======== Text section ========

The volume by Mr. Levison has its contents sufficiently indicated by its title, if we only add to it five words, thus,-Mental Culture; or, the means of developing the mental faculties by the aid of phrenology. Mr. Levison, we suspect, is a physician. At any rate, he is familiar with the anatomy of Gall and Spurzheim. So far as we can judge, he ranks much below Mr. Combe in mental power, discipline and culture, and especially in the range of his reading and acquirements. He has not been humbled in his pretensions, and chastened in his style, by communion with the great masters of thought and diction. Hence his pages bristle too much with self-conceit, dogmatism and denunciation. His composition, too, though not wanting in freshness and vigor, is apt to be clumsy and verbose, entangling itself too much with the contortions of long sentences, and too little redeemed by their inspiration. Like Mr. Simpson, he betrays the want of that classical training which both assail. His book opens with a fierce onset upon current doctrines, and their advocates, imputing to them the most driveling imbecility and malicious wickedness. He insists, that men cling to their ancient beliefs, either from a dogged and willful blindness, or that, seeing the light, they conspire to exclude it from their fellow-men, lest they should be smitten down by its dazzling brightness from their places of authority, honor or eniolument. He claims, that the opposition which men show at seeing the phrenological improvements undermining all which they have ever deemed and felt to be true, is malicious persecution. He spices the story well with accounts of the antipathy and contradiction which every important discovery has had to encounter at its

first announcement; so that we are left to infer, forthwith, that phrenology, with its whole retinue of contemplated changes, must be a valuable discovery. True discoverers are sometimes driven to the adoption of this plaintive tone. But quacks are generally loudest and most vociferous in wailings of this sort. We confess, we begin to suspect, when we hear them. Having finished his exordium, Mr. Levison brings forward his table of mental faculties, which is substantially the same as Mr. Combe's. His views and explanations are likewise nearly the same, though set forth with less skill and ability than by his master. The subsequent sections apply these principles of mental philosophy to the rectification of prevailing ideas of intellectual and religious education. With much that is judicious and proper, on these things, is mixed much that is weak and foolish, as we shall hereafter see.

======== Provided records ========

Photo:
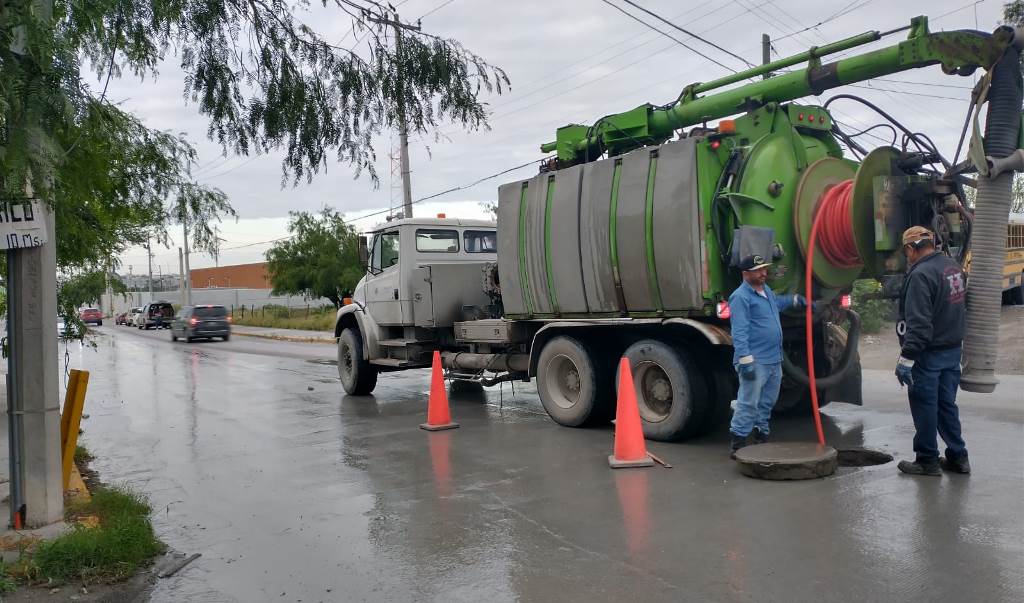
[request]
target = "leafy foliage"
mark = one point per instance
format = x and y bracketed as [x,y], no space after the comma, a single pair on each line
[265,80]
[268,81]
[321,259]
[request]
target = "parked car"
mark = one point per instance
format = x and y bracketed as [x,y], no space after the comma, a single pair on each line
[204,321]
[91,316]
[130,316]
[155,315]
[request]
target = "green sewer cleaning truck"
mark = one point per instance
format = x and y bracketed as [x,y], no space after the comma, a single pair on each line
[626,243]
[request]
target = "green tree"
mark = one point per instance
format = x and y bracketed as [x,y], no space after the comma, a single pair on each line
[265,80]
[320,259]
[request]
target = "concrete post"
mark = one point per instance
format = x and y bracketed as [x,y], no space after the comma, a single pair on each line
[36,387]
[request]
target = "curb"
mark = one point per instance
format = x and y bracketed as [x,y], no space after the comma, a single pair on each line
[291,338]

========
======== Provided records ========

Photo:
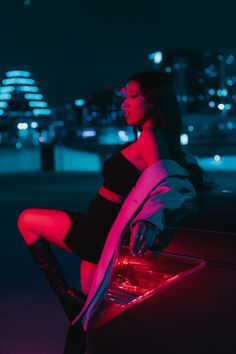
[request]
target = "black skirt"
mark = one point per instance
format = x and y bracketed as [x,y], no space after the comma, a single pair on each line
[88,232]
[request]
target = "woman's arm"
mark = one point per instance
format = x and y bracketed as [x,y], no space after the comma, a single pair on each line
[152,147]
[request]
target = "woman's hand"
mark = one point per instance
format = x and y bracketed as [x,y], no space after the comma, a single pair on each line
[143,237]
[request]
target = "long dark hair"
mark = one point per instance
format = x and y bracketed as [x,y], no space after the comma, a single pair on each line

========
======== Provided records ========

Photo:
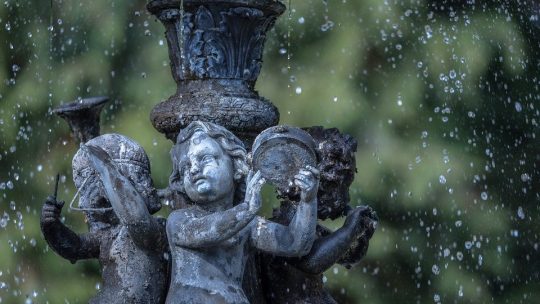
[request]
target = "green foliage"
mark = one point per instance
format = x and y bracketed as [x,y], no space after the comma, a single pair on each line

========

**Stated exercise 1**
Find every line in the entries that contains the string "green", treating uppercase and lowercase as different, and copy each such line.
**Stated exercise 2**
Resume the review of Mr. Levison's book on mental culture and phrenology, picking up right after its final sentence.
The review and the entries come from separate sources.

**Written response 1**
target = "green sewer cleaning truck"
target = "green tree"
target = "green foliage"

**Written response 2**
The next volume in our list is Mr. Simpson's. It professes to relate simply to popular education and criminal law. His treatise might more aptly be entitled, the application of phrenology to these subjects. He is evidently a hearty, downright phrenologist, though he does not avow, or directly recognize, the fact. He seems as shy of such words as "organs," "frontal," "frontal," "sincipital," and the like, as if he had constructed an index expurgatorius, containing the whole phrenological vocabulary. The artifice, however, is of no avail. He is too well disciplined under the phrenological drill, not to show his good soldiership, though he hangs out no colors, and flourishes no regimentals. Of course, he feels and writes very much as other phrenologists do.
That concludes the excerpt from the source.